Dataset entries

____

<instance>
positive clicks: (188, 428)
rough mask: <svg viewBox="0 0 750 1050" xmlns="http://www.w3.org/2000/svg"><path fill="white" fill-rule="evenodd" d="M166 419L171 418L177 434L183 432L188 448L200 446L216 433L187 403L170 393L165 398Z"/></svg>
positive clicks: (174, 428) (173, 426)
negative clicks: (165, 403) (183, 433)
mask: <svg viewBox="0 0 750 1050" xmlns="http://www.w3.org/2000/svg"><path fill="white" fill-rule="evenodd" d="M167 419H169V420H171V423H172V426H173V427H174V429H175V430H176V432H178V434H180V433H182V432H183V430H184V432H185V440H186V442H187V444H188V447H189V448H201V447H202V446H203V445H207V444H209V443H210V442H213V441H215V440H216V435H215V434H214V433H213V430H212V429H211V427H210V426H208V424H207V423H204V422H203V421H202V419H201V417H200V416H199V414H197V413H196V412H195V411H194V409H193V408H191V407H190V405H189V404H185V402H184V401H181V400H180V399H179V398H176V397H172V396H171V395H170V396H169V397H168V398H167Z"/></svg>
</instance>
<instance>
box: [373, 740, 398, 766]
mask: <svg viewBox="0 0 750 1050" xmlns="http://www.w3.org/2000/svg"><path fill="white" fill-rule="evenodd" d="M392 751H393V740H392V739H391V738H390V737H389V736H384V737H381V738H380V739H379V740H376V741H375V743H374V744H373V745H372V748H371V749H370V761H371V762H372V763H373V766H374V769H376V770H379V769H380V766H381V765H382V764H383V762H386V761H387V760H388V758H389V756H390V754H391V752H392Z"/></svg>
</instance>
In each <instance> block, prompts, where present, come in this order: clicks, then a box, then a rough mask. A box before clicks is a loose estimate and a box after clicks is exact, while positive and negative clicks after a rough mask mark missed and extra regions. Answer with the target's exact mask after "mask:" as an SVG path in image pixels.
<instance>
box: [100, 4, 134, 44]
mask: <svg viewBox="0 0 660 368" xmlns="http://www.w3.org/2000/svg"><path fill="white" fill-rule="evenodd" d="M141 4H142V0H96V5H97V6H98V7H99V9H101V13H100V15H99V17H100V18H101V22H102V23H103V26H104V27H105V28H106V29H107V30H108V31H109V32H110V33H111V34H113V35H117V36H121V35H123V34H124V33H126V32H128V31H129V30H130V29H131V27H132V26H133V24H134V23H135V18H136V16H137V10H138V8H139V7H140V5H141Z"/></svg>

____

* **Work instructions**:
Please type the entries above out again exactly.

* **Reply to the exercise**:
<instance>
positive clicks: (188, 428)
rough mask: <svg viewBox="0 0 750 1050" xmlns="http://www.w3.org/2000/svg"><path fill="white" fill-rule="evenodd" d="M166 419L171 418L177 434L183 432L188 448L200 446L216 433L187 403L170 393L165 398Z"/></svg>
positive clicks: (174, 428) (173, 426)
negative clicks: (165, 403) (183, 433)
mask: <svg viewBox="0 0 750 1050" xmlns="http://www.w3.org/2000/svg"><path fill="white" fill-rule="evenodd" d="M167 419H169V420H171V423H172V426H173V427H174V429H175V430H176V432H178V434H180V433H182V432H183V430H184V432H185V440H186V442H187V444H188V447H189V448H201V447H202V446H203V445H207V444H209V443H210V442H213V441H215V440H216V435H215V434H214V433H213V430H212V429H211V427H210V426H208V424H207V423H204V422H203V421H202V419H201V417H200V416H199V414H197V413H196V412H195V411H194V409H193V408H191V407H190V405H189V404H185V402H184V401H181V400H180V399H179V398H176V397H172V396H171V395H170V396H169V397H168V398H167Z"/></svg>
</instance>
<instance>
box: [373, 740, 398, 766]
mask: <svg viewBox="0 0 750 1050" xmlns="http://www.w3.org/2000/svg"><path fill="white" fill-rule="evenodd" d="M392 751H393V740H392V739H391V738H390V737H389V736H384V737H381V738H380V739H379V740H376V741H375V743H374V744H373V745H372V748H371V749H370V761H371V762H372V763H373V766H374V769H376V770H379V769H380V766H381V765H382V764H383V762H386V761H387V760H388V758H389V756H390V754H391V752H392Z"/></svg>
</instance>
In each <instance> block, prompts, where present, come in this order: clicks, then a box, then a rough mask. A box before clicks is a loose estimate and a box after clicks is exact, while positive and negative clicks after a rough mask mark missed and extra regions. Answer with the target's exact mask after "mask:" as an SVG path in image pixels.
<instance>
box: [100, 4, 134, 44]
mask: <svg viewBox="0 0 660 368" xmlns="http://www.w3.org/2000/svg"><path fill="white" fill-rule="evenodd" d="M141 4H142V0H96V5H97V6H98V7H99V9H101V13H100V15H99V17H100V18H101V22H102V23H103V26H104V27H105V28H106V29H107V30H108V31H109V32H110V33H111V34H113V35H117V36H121V35H123V34H124V33H126V32H128V31H129V30H130V29H131V27H132V26H133V24H134V23H135V18H136V16H137V10H138V8H139V7H140V5H141Z"/></svg>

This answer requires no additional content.